**PROBLEMS TO SOLVE**:
a - List every person named in the blog page below, giving each name once.
b - For each statement about the blog page below, say whether it agrees with the page, answering yes or no and quoting the deciding words: (i) GraphChi was developed at CMU by Aapo Kyrölä. (ii) CLiMF received a best paper award at RecSys. (iii) The Python implementation of CLiMF is suited to large datasets.
c - Reproduce the portion of the blog page below that begins with the words containing "You can get" and ends with "Spark and GraphChi.".

MIR in action: graph algorithm

Showing posts with label graph algorithm. Show all posts

Thursday, 18 April 2013

Contributing to GraphChi

GraphChi is a framework for processing large graphs efficiently on a single machine, developed by Aapo Kyrölä of CMU as a spin off from the impressive GraphLab distributed graph processing project. Both GraphLab and GraphChi come with a really handy Collaborative Filtering Toolbox, implementing numerous recent algorithms and developed at CMU by Danny Bickson.

GraphChi looks like a great project so I decided to try to contribute to it and took the chance to implement an algorithm that I'd been wanting to investigate with for a while: Collaborative Less-is-More Filtering, developed by Yue Shi at TU Delft, which won a best paper award at RecSys last year. CLiMF optimises for the Mean Reciprocal Rank of correctly predicted items i.e. it's designed to promote accuracy and diversity in recommendations at the same time. Although it's really intended for binary preference data like follow or friend relations, it's easy to implement a threshold on ratings that automatically binarises them during learning, so CLiMF can also be used with ratings datasets.

Danny made contributing to the toolbox really easy and CLiMF is now available in GraphChi, and documented alongside the other algorithms. I also wrote a simple Python implementation which works fine for small datasets and which was useful for reference.

You can get the latest version of GraphChi and the collaborative filtering toolbox from here.

Thursday, 21 March 2013

Hadoop and beyond: power tools for data mining

Last week Dell Zhang kindly invited me to give a guest lecture to Birkbeck and UCL students on his Cloud Computing course. It was fun to show them some of the tools that make Hadoop development easier and more maintainable, and also some of the problems for which Hadoop is not a magic bullet.

I took the chance to evangelise about some of my favourite tools and frameworks, and to spend a bit of time getting to know some new ones. I specially enjoyed taking a look at Scalding, Spark and GraphChi.

Rows from a pointing dataset:
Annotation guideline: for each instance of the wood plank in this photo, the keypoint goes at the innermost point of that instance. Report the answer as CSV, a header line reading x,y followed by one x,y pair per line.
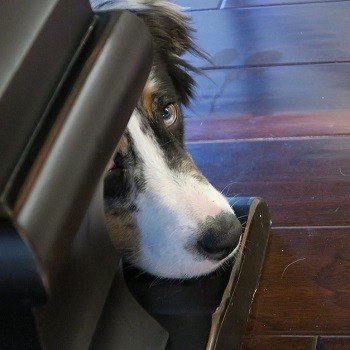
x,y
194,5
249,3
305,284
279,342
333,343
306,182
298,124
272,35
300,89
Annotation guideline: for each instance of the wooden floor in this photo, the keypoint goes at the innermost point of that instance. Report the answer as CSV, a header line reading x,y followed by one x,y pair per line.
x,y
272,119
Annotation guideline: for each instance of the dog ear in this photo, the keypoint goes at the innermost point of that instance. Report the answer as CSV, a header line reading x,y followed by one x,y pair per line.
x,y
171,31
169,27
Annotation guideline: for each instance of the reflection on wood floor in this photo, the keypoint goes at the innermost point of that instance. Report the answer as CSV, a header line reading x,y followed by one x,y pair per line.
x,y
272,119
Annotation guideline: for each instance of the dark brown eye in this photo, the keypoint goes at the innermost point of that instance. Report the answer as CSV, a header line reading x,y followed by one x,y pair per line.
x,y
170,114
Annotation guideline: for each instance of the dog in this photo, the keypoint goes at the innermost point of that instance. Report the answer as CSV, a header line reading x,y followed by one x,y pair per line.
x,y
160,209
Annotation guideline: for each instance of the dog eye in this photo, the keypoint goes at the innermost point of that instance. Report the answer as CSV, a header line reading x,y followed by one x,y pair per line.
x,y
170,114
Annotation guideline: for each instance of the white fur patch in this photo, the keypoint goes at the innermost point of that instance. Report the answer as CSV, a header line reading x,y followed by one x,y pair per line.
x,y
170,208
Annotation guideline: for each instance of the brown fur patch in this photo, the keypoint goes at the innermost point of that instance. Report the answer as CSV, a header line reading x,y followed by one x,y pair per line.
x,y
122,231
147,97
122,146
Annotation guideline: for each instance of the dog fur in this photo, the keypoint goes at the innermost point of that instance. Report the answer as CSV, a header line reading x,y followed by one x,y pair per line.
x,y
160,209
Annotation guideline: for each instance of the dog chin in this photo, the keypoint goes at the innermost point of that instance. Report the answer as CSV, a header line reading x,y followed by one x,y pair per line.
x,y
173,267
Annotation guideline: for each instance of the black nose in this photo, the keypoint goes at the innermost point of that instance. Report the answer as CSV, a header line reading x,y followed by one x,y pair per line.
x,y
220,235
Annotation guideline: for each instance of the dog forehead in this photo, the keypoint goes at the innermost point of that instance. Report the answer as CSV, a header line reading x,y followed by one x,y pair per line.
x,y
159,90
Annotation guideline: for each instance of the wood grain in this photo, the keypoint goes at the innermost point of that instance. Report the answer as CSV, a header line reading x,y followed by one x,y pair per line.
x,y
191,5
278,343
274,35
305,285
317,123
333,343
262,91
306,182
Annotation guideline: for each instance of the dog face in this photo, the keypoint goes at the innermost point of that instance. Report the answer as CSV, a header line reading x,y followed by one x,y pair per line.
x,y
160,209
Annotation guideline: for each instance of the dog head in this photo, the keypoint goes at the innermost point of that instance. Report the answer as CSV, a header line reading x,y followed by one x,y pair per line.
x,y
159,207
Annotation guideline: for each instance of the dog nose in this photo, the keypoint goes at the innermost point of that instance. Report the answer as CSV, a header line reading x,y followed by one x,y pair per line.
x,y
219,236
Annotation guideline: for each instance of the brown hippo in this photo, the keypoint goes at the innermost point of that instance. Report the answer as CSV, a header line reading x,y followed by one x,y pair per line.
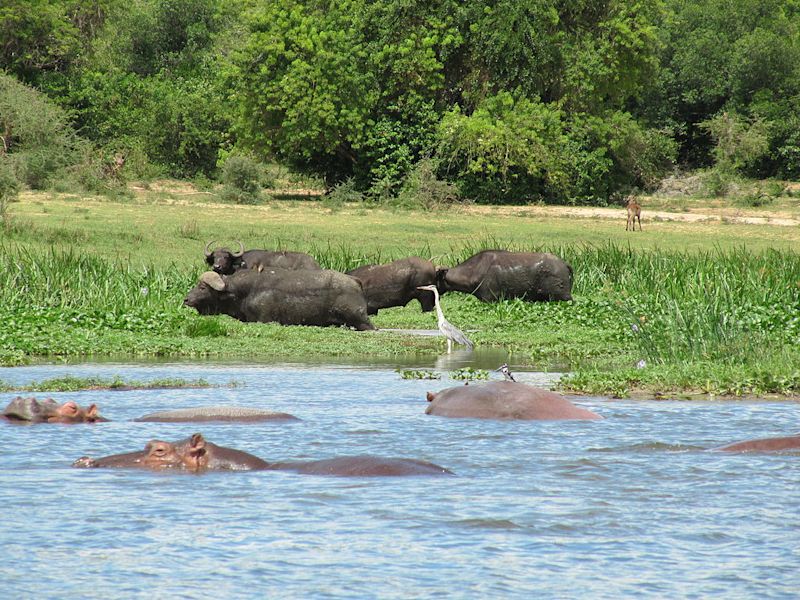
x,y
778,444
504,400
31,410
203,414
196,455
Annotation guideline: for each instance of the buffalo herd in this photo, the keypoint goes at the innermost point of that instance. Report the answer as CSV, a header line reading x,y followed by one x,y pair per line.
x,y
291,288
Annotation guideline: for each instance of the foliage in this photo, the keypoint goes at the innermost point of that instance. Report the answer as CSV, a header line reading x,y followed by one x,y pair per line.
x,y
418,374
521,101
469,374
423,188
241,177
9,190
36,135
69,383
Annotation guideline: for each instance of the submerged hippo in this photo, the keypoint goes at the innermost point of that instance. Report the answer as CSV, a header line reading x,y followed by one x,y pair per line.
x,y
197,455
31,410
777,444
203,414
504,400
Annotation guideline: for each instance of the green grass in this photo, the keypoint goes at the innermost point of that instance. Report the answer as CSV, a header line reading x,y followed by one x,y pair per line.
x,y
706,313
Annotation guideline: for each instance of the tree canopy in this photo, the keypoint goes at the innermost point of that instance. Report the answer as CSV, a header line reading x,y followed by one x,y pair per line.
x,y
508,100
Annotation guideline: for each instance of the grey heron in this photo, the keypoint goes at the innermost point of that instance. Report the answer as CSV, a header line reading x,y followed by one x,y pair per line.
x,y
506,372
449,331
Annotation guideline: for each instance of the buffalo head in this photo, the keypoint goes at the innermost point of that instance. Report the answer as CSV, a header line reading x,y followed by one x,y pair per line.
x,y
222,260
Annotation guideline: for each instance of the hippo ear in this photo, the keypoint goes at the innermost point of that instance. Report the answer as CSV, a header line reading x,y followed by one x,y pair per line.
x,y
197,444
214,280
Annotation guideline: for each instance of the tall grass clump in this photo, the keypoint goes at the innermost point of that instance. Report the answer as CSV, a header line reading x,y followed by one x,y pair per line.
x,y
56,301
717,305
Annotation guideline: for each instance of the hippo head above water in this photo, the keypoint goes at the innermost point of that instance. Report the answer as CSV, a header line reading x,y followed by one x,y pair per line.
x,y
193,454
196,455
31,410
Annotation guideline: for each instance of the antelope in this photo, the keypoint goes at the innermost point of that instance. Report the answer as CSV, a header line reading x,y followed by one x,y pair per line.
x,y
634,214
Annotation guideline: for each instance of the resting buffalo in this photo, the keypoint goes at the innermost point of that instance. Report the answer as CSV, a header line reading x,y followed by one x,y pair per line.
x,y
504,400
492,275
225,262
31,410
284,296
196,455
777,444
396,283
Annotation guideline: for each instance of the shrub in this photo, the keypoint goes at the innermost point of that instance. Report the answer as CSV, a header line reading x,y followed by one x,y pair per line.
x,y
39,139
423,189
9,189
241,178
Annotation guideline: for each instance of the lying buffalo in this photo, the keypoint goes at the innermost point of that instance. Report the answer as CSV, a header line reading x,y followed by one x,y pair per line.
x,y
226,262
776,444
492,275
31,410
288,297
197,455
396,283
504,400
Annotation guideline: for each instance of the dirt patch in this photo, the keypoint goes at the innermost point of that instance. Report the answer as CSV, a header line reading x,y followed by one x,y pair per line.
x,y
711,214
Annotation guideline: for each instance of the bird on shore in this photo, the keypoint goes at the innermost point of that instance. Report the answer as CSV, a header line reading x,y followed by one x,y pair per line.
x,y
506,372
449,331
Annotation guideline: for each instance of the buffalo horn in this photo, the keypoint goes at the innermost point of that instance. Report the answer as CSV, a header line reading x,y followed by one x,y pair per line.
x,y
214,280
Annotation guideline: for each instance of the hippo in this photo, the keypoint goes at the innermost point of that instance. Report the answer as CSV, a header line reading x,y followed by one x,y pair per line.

**SOLUTIONS TO THE PROBLEMS**:
a - Aapo Kyrölä, Danny Bickson, Yue Shi, Dell Zhang

b -
(i) Yes: "developed by Aapo Kyrölä of CMU"
(ii) Yes: "which won a best paper award at RecSys last year"
(iii) No: "works fine for small datasets"

c -
You can get the latest version of GraphChi and the collaborative filtering toolbox from here.

Thursday, 21 March 2013

Hadoop and beyond: power tools for data mining

Last week Dell Zhang kindly invited me to give a guest lecture to Birkbeck and UCL students on his Cloud Computing course. It was fun to show them some of the tools that make Hadoop development easier and more maintainable, and also some of the problems for which Hadoop is not a magic bullet.

I took the chance to evangelise about some of my favourite tools and frameworks, and to spend a bit of time getting to know some new ones. I specially enjoyed taking a look at Scalding, Spark and GraphChi.